**TASKS FOR THIS EXERCISE**
1. Answer these questions using the article on women in the art market.
(a) Which Jenny Saville painting sold at Sotheby's London in October 2018, and at what price?
(b) Which work holds the record auction price for a living male artist, and what was that price?
(c) In which magazine did Linda Nochlin publish her 1971 essay?
2. In the records, from the line holding "clear glass as" through the end of the records, change every "scouting survey" to "field survey" and leave everything else as it is. Give back only those lines.

Muses and makers: Women rise in the art market

Something is stirring for female artists. In October 2018, British artist Jenny Saville’s 1994 painting Propped sold for $12.4 million at Sotheby’s London, achieving a record price for a living female artist at auction.1 This year, Polish-born Modernist Tamara de Lempicka’s popularity has taken off. First, she became the first female artist to grace the front cover of an auction catalogue. Then, her stylized art deco 1932 portrait of Marjorie Ferry became the top selling lot of Christie’s January 2020 Impressionist and Modern sale at £16.3 million ($21.2 million). This record price eclipsed her prior record price, set only two months prior at Sotheby’s for $13.3 million.2,3 Meanwhile, in the world of emerging artists, the market is abuzz with news that recent Venice Biennial artist Avery Singer has signed with blue chip gallery Hauser & Wirth and sold out the gallery’s booth at the Frieze Los Angeles art fair. And her 2019 record price at Sotheby’s for $735,000 was over six times its high estimate.4

These three examples of record prices for female artists (established, historical and emerging) have been becoming the norm rather than the exception. Yet while women have been having a moment in the market, there are still many factors that must work together to continue to turn the tide for female artists.

 

Prices for female artists: Where’s the money?

 

Saville’s $12.4 million is the record price for a living female artist at auction. So what’s the record auction price for a living male artist? That number, achieved when Jeff Koons’ sculpture Silver Rabbit sold at Christie’s in 2019, is $91.1 million (you can watch our recap of this and other notable auction sales for spring 2019 here).

One might argue that the price delta between male and female artists is more a function of the historical importance of an artist than a gender issue.  Yet when one reviews the prices of important living artists, a significant price differential still exists.

“Why have there been no great female artists?” asked art historian Linda Nochlin in a famous 1971 essay in ARTnews magazine.5 She asserts that the reasons female artists have been forgotten in history books, exhibitions and collections go beyond a historical lack of access to education and opportunities.

**RECORD SET**
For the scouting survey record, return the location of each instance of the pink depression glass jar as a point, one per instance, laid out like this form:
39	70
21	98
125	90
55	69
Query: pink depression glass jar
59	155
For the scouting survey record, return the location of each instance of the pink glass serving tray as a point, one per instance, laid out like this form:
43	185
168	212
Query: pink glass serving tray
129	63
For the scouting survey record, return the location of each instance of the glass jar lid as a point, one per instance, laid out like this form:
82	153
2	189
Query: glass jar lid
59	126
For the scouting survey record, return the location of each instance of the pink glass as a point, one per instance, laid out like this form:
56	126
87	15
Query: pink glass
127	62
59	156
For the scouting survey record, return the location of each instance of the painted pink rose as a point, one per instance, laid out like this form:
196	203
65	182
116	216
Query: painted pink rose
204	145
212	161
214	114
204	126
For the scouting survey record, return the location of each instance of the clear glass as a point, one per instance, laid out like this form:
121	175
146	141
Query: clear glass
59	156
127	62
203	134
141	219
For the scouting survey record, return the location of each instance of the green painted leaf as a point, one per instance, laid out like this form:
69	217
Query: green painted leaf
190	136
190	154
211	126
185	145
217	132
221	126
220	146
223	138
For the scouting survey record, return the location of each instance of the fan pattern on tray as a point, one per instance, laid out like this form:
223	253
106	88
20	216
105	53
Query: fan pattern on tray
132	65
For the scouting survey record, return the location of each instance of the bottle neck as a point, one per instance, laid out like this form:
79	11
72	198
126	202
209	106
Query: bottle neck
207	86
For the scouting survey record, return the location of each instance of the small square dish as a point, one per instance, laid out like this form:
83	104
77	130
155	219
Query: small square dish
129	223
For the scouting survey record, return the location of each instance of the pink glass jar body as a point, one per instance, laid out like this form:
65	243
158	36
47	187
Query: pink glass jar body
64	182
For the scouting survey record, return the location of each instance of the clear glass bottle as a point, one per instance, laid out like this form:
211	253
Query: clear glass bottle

**SOLUTION SET**
1.
(a) Propped, for $12.4 million.
(b) Jeff Koons' sculpture Silver Rabbit, at $91.1 million.
(c) ARTnews.

2.
For the field survey record, return the location of each instance of the clear glass as a point, one per instance, laid out like this form:
121	175
146	141
Query: clear glass
59	156
127	62
203	134
141	219
For the field survey record, return the location of each instance of the green painted leaf as a point, one per instance, laid out like this form:
69	217
Query: green painted leaf
190	136
190	154
211	126
185	145
217	132
221	126
220	146
223	138
For the field survey record, return the location of each instance of the fan pattern on tray as a point, one per instance, laid out like this form:
223	253
106	88
20	216
105	53
Query: fan pattern on tray
132	65
For the field survey record, return the location of each instance of the bottle neck as a point, one per instance, laid out like this form:
79	11
72	198
126	202
209	106
Query: bottle neck
207	86
For the field survey record, return the location of each instance of the small square dish as a point, one per instance, laid out like this form:
83	104
77	130
155	219
Query: small square dish
129	223
For the field survey record, return the location of each instance of the pink glass jar body as a point, one per instance, laid out like this form:
65	243
158	36
47	187
Query: pink glass jar body
64	182
For the field survey record, return the location of each instance of the clear glass bottle as a point, one per instance, laid out like this form:
211	253
Query: clear glass bottle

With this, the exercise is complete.